### Work instruction
Output only the lines below from the one holding "Mark the innermost point of each instance of the thin" down to the one holding "Mark the innermost point of each instance of the grey", both end lines included and every picture dropped.

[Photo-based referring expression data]
--- --- ---

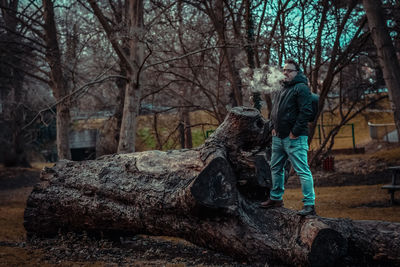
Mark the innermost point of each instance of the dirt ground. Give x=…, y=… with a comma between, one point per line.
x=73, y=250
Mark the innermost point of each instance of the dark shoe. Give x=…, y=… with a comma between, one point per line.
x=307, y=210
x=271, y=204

--- --- ---

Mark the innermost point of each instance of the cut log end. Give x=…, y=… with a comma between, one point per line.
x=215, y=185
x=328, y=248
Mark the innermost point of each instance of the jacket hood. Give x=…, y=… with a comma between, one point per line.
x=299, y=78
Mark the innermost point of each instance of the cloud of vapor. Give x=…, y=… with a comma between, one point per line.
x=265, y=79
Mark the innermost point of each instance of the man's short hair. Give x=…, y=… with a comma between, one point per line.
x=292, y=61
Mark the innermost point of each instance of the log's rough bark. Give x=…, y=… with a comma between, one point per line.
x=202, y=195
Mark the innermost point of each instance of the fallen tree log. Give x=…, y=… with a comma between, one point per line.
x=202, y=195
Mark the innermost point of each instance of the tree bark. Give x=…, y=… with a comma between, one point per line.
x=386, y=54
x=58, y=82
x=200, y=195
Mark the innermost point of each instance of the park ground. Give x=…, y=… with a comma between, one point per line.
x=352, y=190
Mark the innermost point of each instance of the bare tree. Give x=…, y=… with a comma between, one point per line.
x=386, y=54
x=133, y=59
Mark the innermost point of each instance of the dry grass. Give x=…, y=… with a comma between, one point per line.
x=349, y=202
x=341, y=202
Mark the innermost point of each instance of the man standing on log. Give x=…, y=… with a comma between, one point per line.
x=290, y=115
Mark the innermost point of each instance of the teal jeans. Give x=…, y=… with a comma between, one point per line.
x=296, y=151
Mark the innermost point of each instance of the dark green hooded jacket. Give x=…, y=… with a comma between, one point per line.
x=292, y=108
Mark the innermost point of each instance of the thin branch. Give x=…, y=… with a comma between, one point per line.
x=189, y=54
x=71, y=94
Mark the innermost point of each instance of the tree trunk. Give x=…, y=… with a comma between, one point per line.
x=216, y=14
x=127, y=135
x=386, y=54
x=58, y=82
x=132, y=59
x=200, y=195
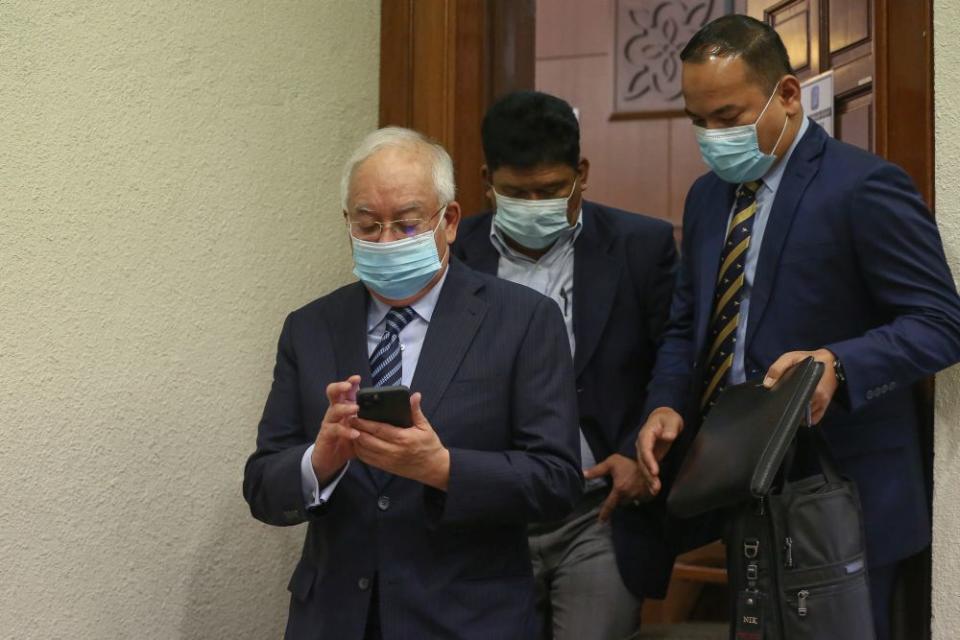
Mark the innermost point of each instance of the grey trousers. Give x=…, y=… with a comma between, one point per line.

--- --- ---

### Completed task
Mark the innermost point of each instance of the thin branch. Give x=…, y=… with a comma between, one point per line.
x=189, y=54
x=71, y=94
Mark the innermost point of each instance of the tree trunk. Give x=…, y=… with a comma between, one point per line.
x=216, y=14
x=127, y=135
x=386, y=54
x=58, y=82
x=132, y=59
x=200, y=195
Mark the innermost point of each instance of the grey trousers. Give x=…, y=… with a comma between, one point per line.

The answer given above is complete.